SUPPLIED DATA ->
◇ ◇ ◇ ◇
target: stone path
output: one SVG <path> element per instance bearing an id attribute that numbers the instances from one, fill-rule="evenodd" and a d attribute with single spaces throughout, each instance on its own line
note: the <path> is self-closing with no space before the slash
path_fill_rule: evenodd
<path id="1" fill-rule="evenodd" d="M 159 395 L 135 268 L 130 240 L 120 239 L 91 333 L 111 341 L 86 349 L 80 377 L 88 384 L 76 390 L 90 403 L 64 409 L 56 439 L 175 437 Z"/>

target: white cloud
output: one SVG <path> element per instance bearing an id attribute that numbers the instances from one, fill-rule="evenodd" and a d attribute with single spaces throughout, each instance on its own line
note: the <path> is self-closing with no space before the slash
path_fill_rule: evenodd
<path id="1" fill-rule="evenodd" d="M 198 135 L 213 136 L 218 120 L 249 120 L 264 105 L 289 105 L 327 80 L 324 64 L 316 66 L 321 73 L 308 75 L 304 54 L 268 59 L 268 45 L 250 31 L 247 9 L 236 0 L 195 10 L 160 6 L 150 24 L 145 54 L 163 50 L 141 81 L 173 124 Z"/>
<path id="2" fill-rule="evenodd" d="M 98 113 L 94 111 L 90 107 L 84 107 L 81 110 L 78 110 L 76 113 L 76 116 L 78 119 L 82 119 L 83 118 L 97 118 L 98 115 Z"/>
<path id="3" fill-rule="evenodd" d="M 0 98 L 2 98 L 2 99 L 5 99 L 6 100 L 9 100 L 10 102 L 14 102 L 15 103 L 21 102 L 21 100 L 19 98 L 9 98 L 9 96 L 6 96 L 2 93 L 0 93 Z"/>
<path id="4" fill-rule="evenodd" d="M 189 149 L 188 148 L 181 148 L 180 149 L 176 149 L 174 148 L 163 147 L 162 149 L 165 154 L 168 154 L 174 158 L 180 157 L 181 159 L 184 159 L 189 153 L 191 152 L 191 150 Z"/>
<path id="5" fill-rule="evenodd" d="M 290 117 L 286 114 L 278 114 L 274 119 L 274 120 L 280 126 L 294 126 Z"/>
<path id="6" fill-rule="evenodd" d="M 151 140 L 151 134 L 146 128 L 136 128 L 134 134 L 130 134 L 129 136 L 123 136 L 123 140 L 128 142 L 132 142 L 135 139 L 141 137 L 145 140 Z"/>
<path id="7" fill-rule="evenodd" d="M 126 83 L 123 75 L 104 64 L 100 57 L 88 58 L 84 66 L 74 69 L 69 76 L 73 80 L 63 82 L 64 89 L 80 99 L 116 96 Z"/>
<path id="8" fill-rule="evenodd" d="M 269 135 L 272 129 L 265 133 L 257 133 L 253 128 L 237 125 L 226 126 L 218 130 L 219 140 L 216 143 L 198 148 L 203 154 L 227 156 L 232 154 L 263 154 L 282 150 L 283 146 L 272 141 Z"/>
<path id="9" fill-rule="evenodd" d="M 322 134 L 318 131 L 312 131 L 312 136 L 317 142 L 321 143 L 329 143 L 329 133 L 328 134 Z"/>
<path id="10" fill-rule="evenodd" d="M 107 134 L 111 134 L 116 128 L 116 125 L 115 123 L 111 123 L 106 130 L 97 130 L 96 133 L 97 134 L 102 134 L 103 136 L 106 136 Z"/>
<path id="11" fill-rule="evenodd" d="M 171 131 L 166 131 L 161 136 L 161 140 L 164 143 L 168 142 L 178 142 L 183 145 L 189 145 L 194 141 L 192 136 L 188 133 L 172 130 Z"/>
◇ ◇ ◇ ◇
SET TASK ->
Arrange every line of the items above as a Markdown table with two columns, Row and Item line. Give each line its row number and leave out blank lines.

WRITTEN SOLUTION ->
| Row | Item line |
|---|---|
| 1 | target: stone path |
| 2 | output: one SVG <path> element per instance bearing an id attribute that numbers the instances from one, fill-rule="evenodd" and a d attribute with single spaces throughout, each instance on its own line |
| 3 | note: the <path> is self-closing with no space before the slash |
| 4 | path_fill_rule: evenodd |
| 5 | <path id="1" fill-rule="evenodd" d="M 159 395 L 135 268 L 130 240 L 120 239 L 91 333 L 111 341 L 86 349 L 80 377 L 88 384 L 76 390 L 90 403 L 64 409 L 56 439 L 175 437 Z"/> |
| 6 | target: white cloud |
| 7 | output: one SVG <path> element per instance bearing an id attribute that numbers the instances from one, fill-rule="evenodd" and a d attribute with single spaces throughout, each instance on its own line |
| 8 | note: the <path> is self-closing with no space before the slash |
| 9 | path_fill_rule: evenodd |
| 10 | <path id="1" fill-rule="evenodd" d="M 198 135 L 213 136 L 218 120 L 249 120 L 264 105 L 289 105 L 327 80 L 324 64 L 316 66 L 321 73 L 308 75 L 304 54 L 268 59 L 268 45 L 250 31 L 247 9 L 236 0 L 195 10 L 160 6 L 150 24 L 145 54 L 163 50 L 141 81 L 173 124 Z"/> |
| 11 | <path id="2" fill-rule="evenodd" d="M 98 113 L 94 111 L 90 107 L 84 107 L 81 110 L 78 110 L 76 113 L 76 116 L 78 119 L 82 119 L 83 118 L 97 118 L 98 115 Z"/> |
| 12 | <path id="3" fill-rule="evenodd" d="M 0 98 L 2 98 L 2 99 L 5 99 L 6 100 L 9 100 L 10 102 L 14 102 L 15 103 L 21 102 L 21 100 L 19 98 L 9 98 L 9 96 L 6 96 L 2 93 L 0 93 Z"/> |
| 13 | <path id="4" fill-rule="evenodd" d="M 189 149 L 188 148 L 181 148 L 180 149 L 176 149 L 174 148 L 163 147 L 162 149 L 165 154 L 168 154 L 174 158 L 180 157 L 181 159 L 184 159 L 189 153 L 191 152 L 191 150 Z"/> |
| 14 | <path id="5" fill-rule="evenodd" d="M 290 117 L 286 114 L 278 114 L 274 119 L 274 120 L 280 126 L 294 126 Z"/> |
| 15 | <path id="6" fill-rule="evenodd" d="M 151 140 L 151 134 L 146 128 L 136 128 L 134 134 L 130 134 L 129 136 L 123 136 L 123 140 L 128 142 L 132 142 L 135 139 L 141 137 L 145 140 Z"/> |
| 16 | <path id="7" fill-rule="evenodd" d="M 126 83 L 123 75 L 104 64 L 100 57 L 88 58 L 84 66 L 74 69 L 69 76 L 73 80 L 63 82 L 64 89 L 80 99 L 116 96 Z"/> |
| 17 | <path id="8" fill-rule="evenodd" d="M 269 135 L 272 129 L 265 133 L 257 133 L 253 128 L 237 125 L 226 126 L 218 130 L 219 140 L 216 143 L 198 148 L 203 154 L 227 156 L 232 154 L 263 154 L 282 150 L 283 146 L 272 141 Z"/> |
| 18 | <path id="9" fill-rule="evenodd" d="M 322 134 L 318 131 L 312 131 L 312 136 L 317 142 L 321 143 L 329 143 L 329 133 L 328 134 Z"/> |
| 19 | <path id="10" fill-rule="evenodd" d="M 107 134 L 111 134 L 116 128 L 116 125 L 115 123 L 111 123 L 106 130 L 97 130 L 96 133 L 97 134 L 102 134 L 103 136 L 106 136 Z"/> |
| 20 | <path id="11" fill-rule="evenodd" d="M 171 131 L 166 131 L 161 136 L 161 140 L 164 143 L 168 142 L 178 142 L 183 145 L 189 145 L 194 141 L 192 136 L 188 133 L 172 130 Z"/> |